→ Description of the task: Quote the entries word for word. Omit the pictures.
═══ Supplied records
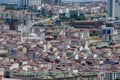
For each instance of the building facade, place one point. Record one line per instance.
(114, 8)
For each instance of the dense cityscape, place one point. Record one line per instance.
(60, 40)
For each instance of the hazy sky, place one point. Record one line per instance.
(2, 1)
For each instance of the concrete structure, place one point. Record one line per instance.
(114, 8)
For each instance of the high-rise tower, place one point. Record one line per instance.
(114, 8)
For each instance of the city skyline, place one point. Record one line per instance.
(5, 1)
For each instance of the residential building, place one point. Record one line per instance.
(114, 8)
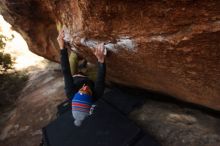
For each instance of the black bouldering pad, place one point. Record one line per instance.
(105, 127)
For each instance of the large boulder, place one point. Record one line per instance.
(170, 46)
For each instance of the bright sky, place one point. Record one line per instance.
(18, 48)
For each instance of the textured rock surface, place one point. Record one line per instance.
(170, 46)
(171, 124)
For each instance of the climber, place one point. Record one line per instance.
(79, 89)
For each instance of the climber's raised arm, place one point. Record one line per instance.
(70, 90)
(100, 81)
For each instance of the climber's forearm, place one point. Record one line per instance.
(70, 90)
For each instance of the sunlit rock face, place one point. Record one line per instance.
(170, 46)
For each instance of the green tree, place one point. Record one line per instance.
(11, 82)
(6, 61)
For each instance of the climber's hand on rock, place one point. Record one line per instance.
(99, 52)
(60, 39)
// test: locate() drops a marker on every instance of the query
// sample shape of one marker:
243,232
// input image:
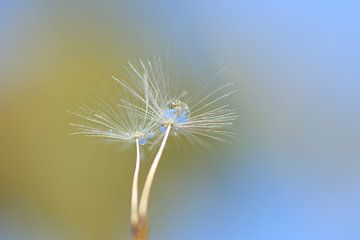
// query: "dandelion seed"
206,118
152,109
115,120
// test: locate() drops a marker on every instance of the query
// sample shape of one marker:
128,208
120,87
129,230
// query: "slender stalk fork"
143,205
134,192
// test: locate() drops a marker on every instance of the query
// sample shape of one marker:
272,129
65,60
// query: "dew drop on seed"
181,108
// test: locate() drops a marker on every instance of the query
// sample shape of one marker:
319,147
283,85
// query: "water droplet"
181,109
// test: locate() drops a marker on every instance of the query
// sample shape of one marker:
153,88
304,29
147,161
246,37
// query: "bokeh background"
293,173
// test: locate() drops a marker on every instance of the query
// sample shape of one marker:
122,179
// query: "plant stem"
134,192
150,177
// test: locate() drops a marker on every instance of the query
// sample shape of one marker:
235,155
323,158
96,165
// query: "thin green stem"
150,177
134,192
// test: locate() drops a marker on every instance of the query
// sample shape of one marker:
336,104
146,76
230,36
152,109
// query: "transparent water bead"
177,113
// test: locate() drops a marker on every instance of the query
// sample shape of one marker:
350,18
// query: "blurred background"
293,172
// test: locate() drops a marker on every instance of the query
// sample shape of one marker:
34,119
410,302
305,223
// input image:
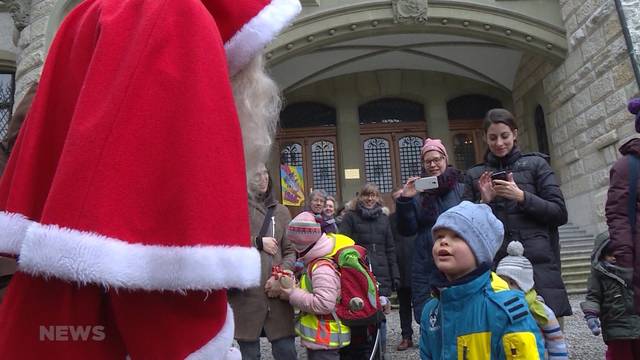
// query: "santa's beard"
258,104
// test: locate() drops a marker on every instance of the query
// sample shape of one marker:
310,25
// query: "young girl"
318,326
517,271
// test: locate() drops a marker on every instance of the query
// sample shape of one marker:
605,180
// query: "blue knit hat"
476,224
══════
→ Answer to this exercise:
For each instance of the building facade, place one point. Record one line per instance.
(114, 8)
For each instance of the dense cityscape, place one point. Record one line per instance.
(60, 40)
For each instance of the hazy sky, place one point. Record one line per instance.
(2, 1)
For each instance of the concrete structure, place one point. Record one line per instance.
(114, 8)
For each instance of the high-rise tower, place one point. Record one line per instance.
(114, 8)
For each instance of the city skyline, place one point. Record one line per instance.
(5, 1)
For each instance of the residential building, place one point. Record one line per instance.
(114, 8)
For each instance of the black bouldering pad, place one point. Record one line per instance.
(105, 127)
For each instance of the large boulder, place one point. Record one line per instance.
(170, 46)
For each instance of the bright sky, place one point. Record one line per instance.
(18, 48)
For each instance of the textured rock surface, place one point. Record one line per instance.
(170, 46)
(171, 124)
For each instance of the climber, place one point. Record one line per instance.
(79, 89)
For each instance of the climber's raised arm, place one point. Record one line per instance.
(70, 90)
(100, 81)
For each instance of the climber's forearm, place one point. Record one line per instance.
(70, 90)
For each instance of the sunlit rock face, place one point. Record one line per instance.
(170, 46)
For each instance of the green tree, place one point. Record one line per instance.
(11, 82)
(6, 61)
For each instance of the climber's hand on rock, place one point. Record one line per instance.
(99, 52)
(60, 39)
// test: locate() drops a marker on every instance of the query
// sample shape of one marker:
243,232
// input image:
// query: "dandelion seed"
206,118
152,109
115,120
// test: locate() drops a marker on every instance of the query
// sample shape of one marker:
128,208
120,87
129,230
// query: "slender stalk fork"
143,205
134,192
// test: locate() drops a marker on every instance of the query
// sample shape of one marker:
272,129
65,60
// query: "dew drop on seed"
181,108
// test: locate() drops a marker on every instance of the query
// sample shape of one marker:
319,147
283,85
// query: "water droplet"
181,109
// test: locate() drops a marker on every instance of the query
// sample shape of one marker:
153,88
304,29
147,161
246,37
// query: "bokeh background"
293,173
// test: locate() drops a marker on every instance of the query
// sample shape of one marker:
122,179
// query: "plant stem"
134,192
150,177
// test: locate() drops a marker on every instance of the query
// sample shape of one marker:
235,155
323,158
96,165
// query: "thin green stem"
150,177
134,192
// test: locate() drops a marker on every instance of the query
// sample shape of one marker:
336,104
146,76
230,36
152,109
// query: "transparent water bead"
177,113
// test: locate() drops a marker on every instance of the query
// sample shape of one marker:
350,18
// query: "blurred background"
293,172
// test: locate() drops a marker on every instance of the query
// sample shape of one marker:
34,119
410,302
305,223
// input image:
// query: "santa's beard"
258,104
// test: locate() drops a marker on every instance of the query
// sample shape of one marker:
310,25
// query: "young girl"
318,326
517,271
// test: locate() drops a marker on every instance of the query
// sample shape of one marker:
605,180
// query: "blue knit hat"
476,224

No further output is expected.